(Records from a pointing dataset)

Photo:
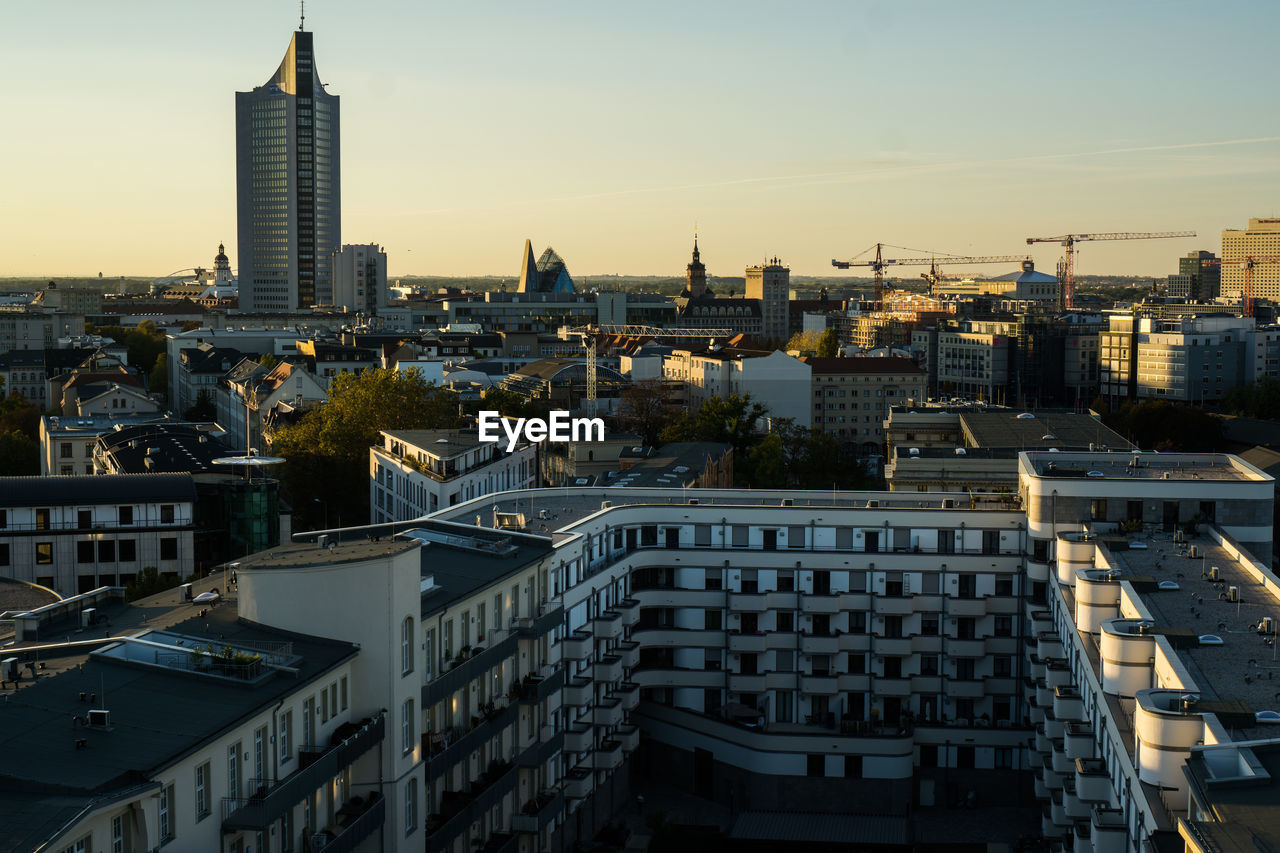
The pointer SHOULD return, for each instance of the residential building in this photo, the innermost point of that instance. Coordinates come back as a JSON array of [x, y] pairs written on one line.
[[360, 278], [77, 533], [771, 284], [417, 471], [288, 186], [773, 378], [1260, 241], [853, 396]]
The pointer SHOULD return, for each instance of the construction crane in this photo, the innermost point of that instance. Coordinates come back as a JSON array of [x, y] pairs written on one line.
[[880, 263], [1248, 264], [592, 332], [1068, 269]]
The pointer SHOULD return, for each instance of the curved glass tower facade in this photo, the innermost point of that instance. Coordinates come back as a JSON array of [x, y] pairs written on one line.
[[288, 186]]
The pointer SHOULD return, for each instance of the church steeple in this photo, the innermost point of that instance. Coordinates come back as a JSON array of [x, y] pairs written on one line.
[[695, 274]]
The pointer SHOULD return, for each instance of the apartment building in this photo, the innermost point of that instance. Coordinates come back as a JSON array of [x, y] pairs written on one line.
[[851, 397], [78, 533], [417, 471], [773, 378]]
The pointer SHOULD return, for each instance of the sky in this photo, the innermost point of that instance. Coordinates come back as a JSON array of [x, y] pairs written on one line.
[[805, 131]]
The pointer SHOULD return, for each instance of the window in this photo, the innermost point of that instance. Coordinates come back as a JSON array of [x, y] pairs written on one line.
[[202, 792], [410, 806], [407, 646], [407, 725], [286, 735], [167, 813]]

[TO DO] Print the material above word for word, leaving the pictures out of your answer.

[RESPONSE TO THIS TASK]
Photo:
The pointer SHOULD return, for each instance of the residential building in this photo, the innermost point of that instance. Coordinates come back as a JSON array of [x, y] pairs written on one line.
[[360, 278], [77, 533], [771, 284], [417, 471], [288, 186], [773, 378], [1260, 241], [853, 396]]
The pointer SHOULD return, for each instance of the construction crane in this photo, the innermost point of that instance. Coordinates come back as a JSON array of [x, y] pairs written on one line.
[[880, 263], [1248, 264], [592, 332], [1068, 269]]
The pointer SHOULD return, for each instance of the curved glass tower facade in this photo, the innermost point of that instance. Coordinates come back as a JSON array of [x, y] pairs written on one line.
[[288, 186]]
The pointer SHOULD return, for each instance of the church steeple in this photo, the innermost point of that instance. Coordinates come back as a JSON array of [x, y] pairs written on one line.
[[695, 274]]
The pointer SHOULD return, for each instance of the apartment building in this photo, the innermost point of that instance. Coordinates come back as a JSON array of [x, y] pairs written on one line.
[[851, 397], [78, 533], [417, 471], [773, 378]]
The pointer SHOULD return, for each instance of the sky in this photo, the innermost point of that instance. Coordinates come back as a JSON array of [x, y] pairs written on one line.
[[805, 131]]
The pointer SHOULD return, for each instance of the window in this photo, the innermost point of that instance. Coordinates come back as a JSON array of [x, y] pairs written on one line.
[[202, 792], [410, 806], [407, 646], [407, 725], [286, 735], [167, 813]]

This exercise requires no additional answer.